GOAL OF THE EXERCISE:
Pick out and copy each line of the records below that contains the word "mossy", matching case exactly.

══════════

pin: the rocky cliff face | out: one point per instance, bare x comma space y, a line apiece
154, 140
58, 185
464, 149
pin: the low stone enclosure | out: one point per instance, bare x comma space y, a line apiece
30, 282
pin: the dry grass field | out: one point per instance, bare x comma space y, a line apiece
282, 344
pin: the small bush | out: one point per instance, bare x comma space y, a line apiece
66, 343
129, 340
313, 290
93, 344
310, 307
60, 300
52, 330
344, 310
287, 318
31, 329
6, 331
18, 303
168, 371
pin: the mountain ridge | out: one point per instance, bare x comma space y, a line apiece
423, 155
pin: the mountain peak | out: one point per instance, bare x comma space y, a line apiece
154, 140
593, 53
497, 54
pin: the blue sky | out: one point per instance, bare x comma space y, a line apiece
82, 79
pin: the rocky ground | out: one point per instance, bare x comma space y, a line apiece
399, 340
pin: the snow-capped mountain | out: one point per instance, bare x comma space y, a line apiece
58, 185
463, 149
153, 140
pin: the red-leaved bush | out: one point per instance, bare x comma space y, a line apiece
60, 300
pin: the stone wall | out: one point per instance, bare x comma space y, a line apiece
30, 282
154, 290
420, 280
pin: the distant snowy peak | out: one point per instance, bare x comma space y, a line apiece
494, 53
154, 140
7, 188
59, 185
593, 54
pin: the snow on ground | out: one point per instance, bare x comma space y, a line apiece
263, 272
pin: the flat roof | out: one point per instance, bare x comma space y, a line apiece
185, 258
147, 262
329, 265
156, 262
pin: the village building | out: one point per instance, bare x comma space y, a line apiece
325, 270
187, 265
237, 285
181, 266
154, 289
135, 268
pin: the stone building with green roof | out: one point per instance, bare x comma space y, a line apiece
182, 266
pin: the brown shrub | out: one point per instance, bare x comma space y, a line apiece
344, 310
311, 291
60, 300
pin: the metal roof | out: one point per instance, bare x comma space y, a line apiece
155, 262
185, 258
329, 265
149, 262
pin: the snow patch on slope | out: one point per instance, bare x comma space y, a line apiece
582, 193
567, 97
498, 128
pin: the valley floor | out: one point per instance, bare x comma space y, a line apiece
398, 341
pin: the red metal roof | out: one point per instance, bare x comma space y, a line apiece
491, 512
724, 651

══════════

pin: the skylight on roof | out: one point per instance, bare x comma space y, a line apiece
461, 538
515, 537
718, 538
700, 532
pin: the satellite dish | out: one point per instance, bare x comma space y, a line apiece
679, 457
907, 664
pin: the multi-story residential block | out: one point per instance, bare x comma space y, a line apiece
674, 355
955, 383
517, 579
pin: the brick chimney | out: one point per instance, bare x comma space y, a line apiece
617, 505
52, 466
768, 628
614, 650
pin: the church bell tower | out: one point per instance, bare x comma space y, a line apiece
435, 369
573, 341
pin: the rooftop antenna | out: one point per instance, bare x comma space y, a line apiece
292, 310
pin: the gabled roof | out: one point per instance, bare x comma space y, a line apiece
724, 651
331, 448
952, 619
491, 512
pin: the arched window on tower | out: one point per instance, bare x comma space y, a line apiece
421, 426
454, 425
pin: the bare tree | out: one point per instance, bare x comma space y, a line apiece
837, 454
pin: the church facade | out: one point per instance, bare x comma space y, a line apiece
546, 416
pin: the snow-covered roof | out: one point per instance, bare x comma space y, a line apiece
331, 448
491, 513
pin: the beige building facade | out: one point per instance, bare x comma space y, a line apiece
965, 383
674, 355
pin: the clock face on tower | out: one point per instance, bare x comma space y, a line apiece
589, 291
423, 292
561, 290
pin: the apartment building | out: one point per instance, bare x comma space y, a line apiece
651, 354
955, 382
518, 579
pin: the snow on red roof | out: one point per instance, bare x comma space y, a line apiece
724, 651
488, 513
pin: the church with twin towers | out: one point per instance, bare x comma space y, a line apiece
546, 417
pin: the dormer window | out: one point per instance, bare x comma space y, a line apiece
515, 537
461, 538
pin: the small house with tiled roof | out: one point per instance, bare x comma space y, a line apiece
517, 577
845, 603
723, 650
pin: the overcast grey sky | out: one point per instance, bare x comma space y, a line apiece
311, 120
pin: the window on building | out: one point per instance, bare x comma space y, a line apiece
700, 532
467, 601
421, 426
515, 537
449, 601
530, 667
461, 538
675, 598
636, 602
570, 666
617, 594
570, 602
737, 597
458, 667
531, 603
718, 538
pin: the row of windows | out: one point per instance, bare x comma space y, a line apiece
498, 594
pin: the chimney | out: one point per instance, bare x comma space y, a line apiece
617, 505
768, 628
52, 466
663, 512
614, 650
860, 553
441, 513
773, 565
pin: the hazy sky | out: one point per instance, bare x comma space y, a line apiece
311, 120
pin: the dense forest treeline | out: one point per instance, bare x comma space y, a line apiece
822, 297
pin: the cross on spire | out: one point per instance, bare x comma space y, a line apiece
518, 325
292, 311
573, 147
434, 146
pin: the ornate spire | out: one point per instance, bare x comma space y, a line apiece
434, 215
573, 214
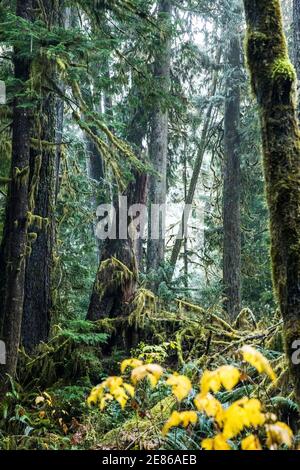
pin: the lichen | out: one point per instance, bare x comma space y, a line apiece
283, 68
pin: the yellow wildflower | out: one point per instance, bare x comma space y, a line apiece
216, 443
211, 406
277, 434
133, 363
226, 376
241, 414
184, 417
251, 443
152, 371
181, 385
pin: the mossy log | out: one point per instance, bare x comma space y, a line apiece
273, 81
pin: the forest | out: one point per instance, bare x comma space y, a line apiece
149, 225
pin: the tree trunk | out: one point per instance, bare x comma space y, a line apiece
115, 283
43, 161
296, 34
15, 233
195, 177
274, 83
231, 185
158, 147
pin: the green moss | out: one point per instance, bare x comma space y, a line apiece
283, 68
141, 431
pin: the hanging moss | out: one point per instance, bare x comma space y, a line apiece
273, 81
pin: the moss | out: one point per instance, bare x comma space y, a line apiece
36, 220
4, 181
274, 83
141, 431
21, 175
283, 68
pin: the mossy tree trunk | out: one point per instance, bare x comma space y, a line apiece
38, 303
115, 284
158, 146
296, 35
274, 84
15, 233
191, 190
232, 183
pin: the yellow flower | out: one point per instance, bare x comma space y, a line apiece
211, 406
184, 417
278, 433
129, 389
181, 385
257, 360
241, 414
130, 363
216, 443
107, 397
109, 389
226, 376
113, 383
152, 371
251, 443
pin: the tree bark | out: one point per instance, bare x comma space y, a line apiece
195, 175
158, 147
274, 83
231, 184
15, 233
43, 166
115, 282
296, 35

══════════

EXERCISE SOLUTION:
pin: the mossy log | out: one point per instance, bare x comma space y, a line apiece
pin: the mossy tree trunk | out: one point per instance, bare x comma space y, a line apiece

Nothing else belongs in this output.